Problem: Print verbatim every line starting at the one that contains "of the tree" and ending at the final line of the records; include both endpoints.

Entries provided:
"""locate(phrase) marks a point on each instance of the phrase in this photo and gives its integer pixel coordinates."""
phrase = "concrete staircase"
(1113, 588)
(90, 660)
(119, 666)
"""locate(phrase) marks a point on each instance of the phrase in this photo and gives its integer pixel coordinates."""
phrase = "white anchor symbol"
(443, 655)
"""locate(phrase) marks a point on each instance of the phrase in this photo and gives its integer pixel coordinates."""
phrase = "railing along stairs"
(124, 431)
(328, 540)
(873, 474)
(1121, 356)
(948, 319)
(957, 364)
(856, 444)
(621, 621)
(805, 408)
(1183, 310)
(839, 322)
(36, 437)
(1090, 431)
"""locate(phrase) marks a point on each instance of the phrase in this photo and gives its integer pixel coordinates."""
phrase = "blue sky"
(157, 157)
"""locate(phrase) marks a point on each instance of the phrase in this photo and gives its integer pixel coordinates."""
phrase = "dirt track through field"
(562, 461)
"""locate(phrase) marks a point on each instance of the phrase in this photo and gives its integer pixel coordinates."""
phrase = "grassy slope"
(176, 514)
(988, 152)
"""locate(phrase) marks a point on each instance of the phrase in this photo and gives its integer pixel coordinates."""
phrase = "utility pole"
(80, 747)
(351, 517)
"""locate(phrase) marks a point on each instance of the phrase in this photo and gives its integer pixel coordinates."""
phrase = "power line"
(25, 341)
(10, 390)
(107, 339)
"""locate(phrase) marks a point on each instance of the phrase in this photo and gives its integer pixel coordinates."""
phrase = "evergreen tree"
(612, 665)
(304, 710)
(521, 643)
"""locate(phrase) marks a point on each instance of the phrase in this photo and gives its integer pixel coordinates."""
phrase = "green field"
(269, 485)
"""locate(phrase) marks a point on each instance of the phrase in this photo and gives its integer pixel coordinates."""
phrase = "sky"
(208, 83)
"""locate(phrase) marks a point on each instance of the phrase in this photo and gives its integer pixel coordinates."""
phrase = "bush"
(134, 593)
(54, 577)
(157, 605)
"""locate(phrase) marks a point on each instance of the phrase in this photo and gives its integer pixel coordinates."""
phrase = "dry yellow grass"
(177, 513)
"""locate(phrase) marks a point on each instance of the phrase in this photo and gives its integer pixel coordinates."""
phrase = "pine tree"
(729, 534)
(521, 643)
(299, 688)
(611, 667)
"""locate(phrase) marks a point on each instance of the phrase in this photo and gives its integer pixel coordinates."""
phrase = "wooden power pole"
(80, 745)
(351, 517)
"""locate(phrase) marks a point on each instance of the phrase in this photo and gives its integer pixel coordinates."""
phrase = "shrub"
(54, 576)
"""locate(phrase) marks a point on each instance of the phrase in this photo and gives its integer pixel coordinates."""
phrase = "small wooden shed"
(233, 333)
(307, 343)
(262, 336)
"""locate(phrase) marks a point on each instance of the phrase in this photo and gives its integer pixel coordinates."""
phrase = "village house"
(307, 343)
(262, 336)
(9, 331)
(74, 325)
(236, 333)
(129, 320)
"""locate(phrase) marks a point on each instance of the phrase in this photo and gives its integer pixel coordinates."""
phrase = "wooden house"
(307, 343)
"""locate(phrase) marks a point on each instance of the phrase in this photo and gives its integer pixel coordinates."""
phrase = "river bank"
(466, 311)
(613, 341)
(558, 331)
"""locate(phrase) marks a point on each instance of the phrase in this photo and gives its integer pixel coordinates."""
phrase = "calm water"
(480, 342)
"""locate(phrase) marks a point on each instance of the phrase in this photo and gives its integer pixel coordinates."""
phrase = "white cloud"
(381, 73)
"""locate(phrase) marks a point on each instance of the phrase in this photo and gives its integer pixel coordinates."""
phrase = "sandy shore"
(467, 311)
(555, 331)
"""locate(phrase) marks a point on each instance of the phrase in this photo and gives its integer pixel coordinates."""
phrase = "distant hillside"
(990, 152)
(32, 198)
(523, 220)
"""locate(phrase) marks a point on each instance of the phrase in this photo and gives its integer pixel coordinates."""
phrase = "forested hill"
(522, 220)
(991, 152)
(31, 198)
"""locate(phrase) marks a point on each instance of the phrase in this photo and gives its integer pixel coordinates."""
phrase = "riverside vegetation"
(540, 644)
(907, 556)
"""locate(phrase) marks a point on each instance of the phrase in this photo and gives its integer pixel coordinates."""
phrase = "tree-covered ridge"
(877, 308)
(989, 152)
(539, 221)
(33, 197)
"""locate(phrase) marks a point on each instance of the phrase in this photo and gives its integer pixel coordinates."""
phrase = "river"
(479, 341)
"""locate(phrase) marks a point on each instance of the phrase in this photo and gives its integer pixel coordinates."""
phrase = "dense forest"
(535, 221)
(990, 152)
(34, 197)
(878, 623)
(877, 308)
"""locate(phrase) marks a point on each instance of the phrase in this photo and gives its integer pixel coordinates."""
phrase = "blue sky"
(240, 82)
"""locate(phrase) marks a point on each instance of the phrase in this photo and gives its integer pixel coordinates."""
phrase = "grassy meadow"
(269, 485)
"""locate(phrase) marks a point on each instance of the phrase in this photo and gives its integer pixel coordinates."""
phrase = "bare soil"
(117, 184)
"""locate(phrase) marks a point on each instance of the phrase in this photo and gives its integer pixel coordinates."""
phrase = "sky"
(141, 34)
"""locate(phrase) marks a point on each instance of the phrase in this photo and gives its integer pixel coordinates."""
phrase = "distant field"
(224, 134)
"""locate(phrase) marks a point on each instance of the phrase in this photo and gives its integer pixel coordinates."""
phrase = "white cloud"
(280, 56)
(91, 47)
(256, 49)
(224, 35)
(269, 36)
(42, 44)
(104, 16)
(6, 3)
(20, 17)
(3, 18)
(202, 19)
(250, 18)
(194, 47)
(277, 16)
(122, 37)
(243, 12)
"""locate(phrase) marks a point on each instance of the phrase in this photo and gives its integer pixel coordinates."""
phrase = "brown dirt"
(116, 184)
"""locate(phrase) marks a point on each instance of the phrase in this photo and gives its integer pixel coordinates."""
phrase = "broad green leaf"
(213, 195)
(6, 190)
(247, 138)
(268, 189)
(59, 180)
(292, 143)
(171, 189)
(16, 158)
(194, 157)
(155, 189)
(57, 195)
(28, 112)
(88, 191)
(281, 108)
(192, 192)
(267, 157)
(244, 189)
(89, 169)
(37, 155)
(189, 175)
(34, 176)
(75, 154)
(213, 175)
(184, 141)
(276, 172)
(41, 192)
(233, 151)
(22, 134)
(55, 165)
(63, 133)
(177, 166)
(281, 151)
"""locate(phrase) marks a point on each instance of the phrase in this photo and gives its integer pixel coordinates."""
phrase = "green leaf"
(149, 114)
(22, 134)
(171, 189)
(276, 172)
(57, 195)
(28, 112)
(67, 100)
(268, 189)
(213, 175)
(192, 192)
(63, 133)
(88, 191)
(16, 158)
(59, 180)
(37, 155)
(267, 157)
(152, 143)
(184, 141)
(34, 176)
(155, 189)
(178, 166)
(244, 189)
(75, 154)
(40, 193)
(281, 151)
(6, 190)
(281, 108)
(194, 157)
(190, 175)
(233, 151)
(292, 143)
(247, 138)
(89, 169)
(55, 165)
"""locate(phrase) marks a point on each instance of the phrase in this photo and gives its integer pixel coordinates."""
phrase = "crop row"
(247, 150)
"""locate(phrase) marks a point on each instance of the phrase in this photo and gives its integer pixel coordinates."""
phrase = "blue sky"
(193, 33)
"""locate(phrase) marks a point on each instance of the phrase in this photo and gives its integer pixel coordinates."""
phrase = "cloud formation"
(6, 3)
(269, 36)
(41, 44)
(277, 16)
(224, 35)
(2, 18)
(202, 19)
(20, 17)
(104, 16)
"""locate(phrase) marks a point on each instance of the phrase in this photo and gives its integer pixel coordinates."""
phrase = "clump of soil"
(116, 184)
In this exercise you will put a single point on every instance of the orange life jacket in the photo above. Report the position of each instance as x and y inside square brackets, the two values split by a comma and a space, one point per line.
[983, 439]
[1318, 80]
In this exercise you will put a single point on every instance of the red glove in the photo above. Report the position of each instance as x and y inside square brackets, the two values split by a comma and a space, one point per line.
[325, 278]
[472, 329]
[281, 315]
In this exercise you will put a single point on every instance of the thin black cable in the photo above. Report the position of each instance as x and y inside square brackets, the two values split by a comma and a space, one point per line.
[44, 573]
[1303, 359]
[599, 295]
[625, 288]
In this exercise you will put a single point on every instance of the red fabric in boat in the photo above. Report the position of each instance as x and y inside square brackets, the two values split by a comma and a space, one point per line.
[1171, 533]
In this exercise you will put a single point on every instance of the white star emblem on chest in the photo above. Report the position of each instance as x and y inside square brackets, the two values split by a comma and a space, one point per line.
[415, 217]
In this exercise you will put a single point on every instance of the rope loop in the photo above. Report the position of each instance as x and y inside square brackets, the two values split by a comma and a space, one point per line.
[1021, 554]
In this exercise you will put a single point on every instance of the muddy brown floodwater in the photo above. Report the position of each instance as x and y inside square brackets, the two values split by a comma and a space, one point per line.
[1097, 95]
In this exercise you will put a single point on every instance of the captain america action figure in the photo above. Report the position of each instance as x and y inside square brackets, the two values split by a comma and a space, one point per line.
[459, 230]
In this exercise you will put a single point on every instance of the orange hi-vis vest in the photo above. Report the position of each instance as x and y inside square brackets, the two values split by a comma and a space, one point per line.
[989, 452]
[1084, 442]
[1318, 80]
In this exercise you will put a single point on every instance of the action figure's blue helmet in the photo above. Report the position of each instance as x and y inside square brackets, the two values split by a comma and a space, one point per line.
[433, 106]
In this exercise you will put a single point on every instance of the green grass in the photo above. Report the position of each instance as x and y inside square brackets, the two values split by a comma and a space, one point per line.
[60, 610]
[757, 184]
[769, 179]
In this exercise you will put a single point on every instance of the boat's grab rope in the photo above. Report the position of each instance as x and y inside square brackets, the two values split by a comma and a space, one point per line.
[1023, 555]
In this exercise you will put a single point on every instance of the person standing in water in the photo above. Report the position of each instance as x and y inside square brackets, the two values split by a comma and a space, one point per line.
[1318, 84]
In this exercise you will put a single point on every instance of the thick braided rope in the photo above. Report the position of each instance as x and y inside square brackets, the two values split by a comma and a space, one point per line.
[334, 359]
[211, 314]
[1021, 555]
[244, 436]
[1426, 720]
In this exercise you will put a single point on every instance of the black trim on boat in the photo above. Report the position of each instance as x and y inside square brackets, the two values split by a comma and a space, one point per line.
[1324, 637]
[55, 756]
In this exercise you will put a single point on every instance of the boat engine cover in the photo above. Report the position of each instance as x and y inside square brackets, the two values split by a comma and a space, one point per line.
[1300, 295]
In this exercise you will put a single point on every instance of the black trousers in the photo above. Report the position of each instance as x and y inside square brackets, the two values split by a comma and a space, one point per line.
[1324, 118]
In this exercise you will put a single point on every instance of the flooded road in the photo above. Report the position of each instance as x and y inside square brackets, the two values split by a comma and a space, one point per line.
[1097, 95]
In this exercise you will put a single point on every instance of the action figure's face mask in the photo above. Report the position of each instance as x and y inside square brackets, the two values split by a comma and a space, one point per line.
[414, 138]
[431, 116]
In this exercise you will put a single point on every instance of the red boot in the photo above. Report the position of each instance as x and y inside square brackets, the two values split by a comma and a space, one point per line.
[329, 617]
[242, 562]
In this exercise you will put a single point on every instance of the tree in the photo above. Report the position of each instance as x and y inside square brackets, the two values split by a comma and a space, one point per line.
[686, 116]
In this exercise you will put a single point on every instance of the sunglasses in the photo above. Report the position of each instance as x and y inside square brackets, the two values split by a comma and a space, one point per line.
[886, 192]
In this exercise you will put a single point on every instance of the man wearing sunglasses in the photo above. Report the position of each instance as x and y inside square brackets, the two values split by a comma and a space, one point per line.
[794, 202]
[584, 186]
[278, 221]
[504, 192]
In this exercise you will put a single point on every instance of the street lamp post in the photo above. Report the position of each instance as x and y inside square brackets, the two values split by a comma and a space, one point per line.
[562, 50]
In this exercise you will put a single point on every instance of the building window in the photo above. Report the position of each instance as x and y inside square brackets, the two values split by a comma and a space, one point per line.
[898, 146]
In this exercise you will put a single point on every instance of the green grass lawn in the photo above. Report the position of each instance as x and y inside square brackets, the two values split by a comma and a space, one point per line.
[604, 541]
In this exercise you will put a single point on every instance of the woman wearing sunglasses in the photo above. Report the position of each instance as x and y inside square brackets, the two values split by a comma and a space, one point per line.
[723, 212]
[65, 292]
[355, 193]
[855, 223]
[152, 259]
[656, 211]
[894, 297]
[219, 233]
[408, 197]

Solution for this problem:
In this exercise you will put a single point on every instance of the tree in the photo above. Report the position of each instance as x and y inside square brackets, the two values split by a comma and a space, one point per line.
[686, 116]
In this exercise you will put a single point on every instance of the sunglasses in the photo above. Report the position of each instance as x and y inside square brackets, the two values split by a comma and a space, one point per line.
[886, 192]
In this exercise you will put a single point on every instance of the man wearing sunglasses in the photo above. Report the position of each instance as x and y inside square brackets, the two values split by a comma and a space, one point per line.
[794, 202]
[584, 186]
[278, 221]
[504, 192]
In this exercise you will put a single point on every instance of the street lamp post in the photo above. Report the position of each instance as x and y inside square brackets, the two values split by a comma and a space, one point per line.
[562, 50]
In this exercise you will put a single point on every instance of the building window in the photo above. Report the position of each instance as x and y inside square brackets, the two values split by a comma and a space, one point per line.
[898, 146]
In this exercise you will put a single point on every instance of the green grass lawn in the photo above. Report the position of each instance as x and y inside square brackets, the two values split by a comma and a space, one point per line.
[604, 541]
In this exercise you will put a single point on every instance of the woman wearing sunglasses in the photo above. Report the position of each instance as x and y inside square brackets, the two values split by a comma and a space, one point per line.
[723, 212]
[65, 292]
[355, 193]
[855, 223]
[152, 259]
[656, 211]
[894, 297]
[219, 233]
[408, 197]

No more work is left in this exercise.